' Should Smart Personal Assistants Ever Report Your Conversations? | MTTLR

Should Smart Personal Assistants Ever Report Your Conversations?

The rise of smart home devices and personal assistants such as Amazon’s Echo, Google’s Home, and Apple’s Siri has also led to an increased wariness about these devices listening to private conversations. These fears are not unfounded: according to the Echo’s privacy policy, the device “processes and retains audio, interactions, and other data in the cloud.” Consumers can find warnings about the privacy implications of the Echo they unwrapped on Christmas morning all over the Internet.

Privacy horror stories regarding smart home device recordings are everywhere. Some of the patents that companies have filed for are illustrative. Amazon owns a patent to recommend cough drops and soup to those who sound sick while speaking to their Echo. Recordings of a criminal defendant from the Echo are being used to prosecute him. An Echo device secretly recorded and sent a clip of a couple’s conversation to someone in their contacts.

These examples are enough to make anyone concerned about what the device that they bring into their home might be hearing and what it might be using that information for. Users are concerned not just that companies are retaining the data collected by the devices to more effectively market their own products, but also that the data is being sold to third parties. Further, the threat of the government accessing this information adds a dystopian Big Brother element.

Point placement records
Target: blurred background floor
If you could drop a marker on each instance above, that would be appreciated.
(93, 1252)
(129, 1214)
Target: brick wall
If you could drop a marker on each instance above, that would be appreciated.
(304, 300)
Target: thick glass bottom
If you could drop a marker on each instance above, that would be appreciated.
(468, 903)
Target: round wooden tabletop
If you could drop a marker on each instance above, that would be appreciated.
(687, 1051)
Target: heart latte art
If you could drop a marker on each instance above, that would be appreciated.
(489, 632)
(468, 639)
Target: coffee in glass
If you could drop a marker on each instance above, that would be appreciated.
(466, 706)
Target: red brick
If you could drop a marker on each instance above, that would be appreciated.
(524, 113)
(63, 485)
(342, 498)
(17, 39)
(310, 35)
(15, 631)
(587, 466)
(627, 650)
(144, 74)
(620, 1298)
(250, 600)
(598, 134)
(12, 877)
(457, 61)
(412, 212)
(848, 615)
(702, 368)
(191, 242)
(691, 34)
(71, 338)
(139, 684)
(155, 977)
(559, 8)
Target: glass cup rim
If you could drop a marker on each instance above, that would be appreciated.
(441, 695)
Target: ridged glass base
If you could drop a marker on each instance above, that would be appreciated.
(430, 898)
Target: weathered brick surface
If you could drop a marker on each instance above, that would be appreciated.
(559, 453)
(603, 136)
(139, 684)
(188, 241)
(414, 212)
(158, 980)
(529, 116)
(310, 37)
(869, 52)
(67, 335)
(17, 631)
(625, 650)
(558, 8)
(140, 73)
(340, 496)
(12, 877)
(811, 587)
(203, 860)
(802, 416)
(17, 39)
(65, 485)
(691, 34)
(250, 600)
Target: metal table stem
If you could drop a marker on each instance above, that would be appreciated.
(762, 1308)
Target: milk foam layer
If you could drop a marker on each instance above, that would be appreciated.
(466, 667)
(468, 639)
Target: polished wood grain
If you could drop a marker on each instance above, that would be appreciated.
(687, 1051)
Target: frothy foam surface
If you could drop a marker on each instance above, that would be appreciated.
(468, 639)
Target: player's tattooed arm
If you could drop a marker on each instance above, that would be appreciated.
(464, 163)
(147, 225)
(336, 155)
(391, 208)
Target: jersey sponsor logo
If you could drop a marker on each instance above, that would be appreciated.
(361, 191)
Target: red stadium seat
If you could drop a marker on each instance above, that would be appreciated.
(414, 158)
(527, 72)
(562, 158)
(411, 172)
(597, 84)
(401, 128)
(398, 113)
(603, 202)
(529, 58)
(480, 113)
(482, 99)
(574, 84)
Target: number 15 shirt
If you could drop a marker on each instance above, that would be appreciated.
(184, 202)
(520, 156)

## Given task A
Using the smart assistant privacy article, answer these:
(i) According to the Echo's privacy policy, where does the device retain audio, interactions, and other data?
(ii) What does Amazon's patent recommend to people who sound sick while speaking to their Echo?
(iii) Besides companies keeping the data to market their own products, what else are users concerned is happening to it?
## Given task B
Resume the smart assistant privacy article after its final sentence, about the threat of government access.

## Right answer A
(i) In the cloud.
(ii) Cough drops and soup.
(iii) That the data is being sold to third parties.

## Right answer B
However, the overwhelming backlash to the sharing of data from smart personal assistants comes into conflict with the reaction to a recent news story. Earlier this month, a 13-year-old Indiana boy was detained by police after he posted a screenshot of a response from Apple’s Siri. The boy told Siri “I am going to shoot up a school,” to which Siri helpfully responded with a list of schools in the area. Though the boy claimed the post was a joke and the police found that he did not have access to weapons, the thought that a smart personal assistant was ready and willing to help with this request is obviously troubling.

While most people have an aversion to the thought of their private conversations being recorded and transmitted, some might also say that they would want Siri to step if it were asked about a school shooting. As school shootings have become commonplace in America, some might argue that we should do whatever we can to stop these events and other types of crime and violence.

It is unlikely that most people who are serious about committing a mass shooting will choose to ask their smart device about it. But it is certainly possible that a smart home device might record a conversation planning such a shooting. Though most people would probably determine that, in the end, the risks of allowing smart devices to report conversations that people have in their homes outweigh the benefits that could be gained, the possibility of preventing a devastating public shooting raises interesting questions about when consumers might actually be okay with having their private lives recorded.*

*Rachel Foster is an associate editor on the Michigan Technology Law Review. She can be reached at rcfost@umich.edu.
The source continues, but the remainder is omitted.